WRITTEN EXERCISE:
Retype the dream journal word for word, starting at "She looked up" and stopping after "at the time.".

PROVIDED PASSAGE:
--------------------
Except it wasn't the whole of her; it was just her head, lying on its side with its eyes open and blinking.

"Oh my god, oh my god..." I ran over and picked up her head in my hands. I had to do it carefully, because she had been lying there so long, unnoticed and unmoved, that one of her eyelids was stuck to the road. Where was her body? Why had no one noticed her here on a busy street? Why was she still alive? No answers. This is just how it was.

"Oh...I'm cold..." she said. "I've been so lonely."

"I'm so sorry, I'm so sorry..."

I ran to the Garda station, which was a small shop just a few doors down. They seemed annoyed that I thought the issue of Greta's head was so important, and the guard grumbled as he looked at her blinking, forlorn expression; then he seemed to remember something. Yes - they had a body, it seemed. It had been found last week and put on ice. Her head could be reattached, although, he seemed to be saying by his manner, he hardly saw the point, as she was so old anyway.

We were taken to a facility of some kind where I laid Greta's head carefully in a vat of viscous pinkish fluid (I think they called it "bacta" in The Empire Strikes back) that would regenerate her tissues and prepare her to be reattached to her body - although, as a white-coated scientist informed me, she would "never fully be her old self as regards walking and suchlike."

She looked up at me from the liquid, wide-eyed. The horror of what had happened suddenly overwhelmed me as I imagined what it must have been like for her to lie helpless and afraid and lonely in the gutter for seven days. How had she not died? How could I have left her?

I started to cry and ran out of the room, and Liadain followed me and sat beside me while I sobbed. I was responsible for the whole thing, because of my selfishness. The feelings were awful; but when I woke up and told the dream to Liadain, we both laughed at the absurdity of the situation. Lonely severed heads. It felt very real and devastating at the time.

Swallowing Hair

woke up making a choking sound because of a dream where I had swallowed all this hair and gunk strung together like the gunk down a plughole, and I was pulling it out strand by strand from my throat

dreamed I was in a huge, enclosed city with a glass ceiling, on the run to or from something, and saw a huge amount of ice from the ceiling detach itself and tumble on to a crowded part of the main street, squashing and killing dozens of people and flattening them into a red mush - I was horrified and kept walking with my hands over my face, eyes wide.

I was on the phone to a client from a job a long time ago and he wanted to talk to David, but David was out of the office and wouldn't be back till Monday. Martin didn't want to talk to him and made me fob him off. This made the client angry and he accused us of not knowing what we were doing. I got annoyed about this and asked him if he had a problem that needed solving and he said not right now, so I asked him what was the matter then. He said that to explain he would need to show me a demo movie from his company. My computer was in pieces on the floor and by the time I had it almost put together again the movie was over and it was time for the client's lunch. He was angry that I hadn't managed to watch it. He was just angry. Is this a metaphor?
--------------------
GIVEN MATERIAL:
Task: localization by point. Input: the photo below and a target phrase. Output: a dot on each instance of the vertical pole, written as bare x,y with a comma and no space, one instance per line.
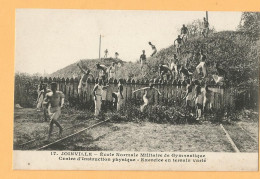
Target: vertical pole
99,45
--------------------
RESPONSE TO THE TASK:
She looked up at me from the liquid, wide-eyed. The horror of what had happened suddenly overwhelmed me as I imagined what it must have been like for her to lie helpless and afraid and lonely in the gutter for seven days. How had she not died? How could I have left her?

I started to cry and ran out of the room, and Liadain followed me and sat beside me while I sobbed. I was responsible for the whole thing, because of my selfishness. The feelings were awful; but when I woke up and told the dream to Liadain, we both laughed at the absurdity of the situation. Lonely severed heads. It felt very real and devastating at the time.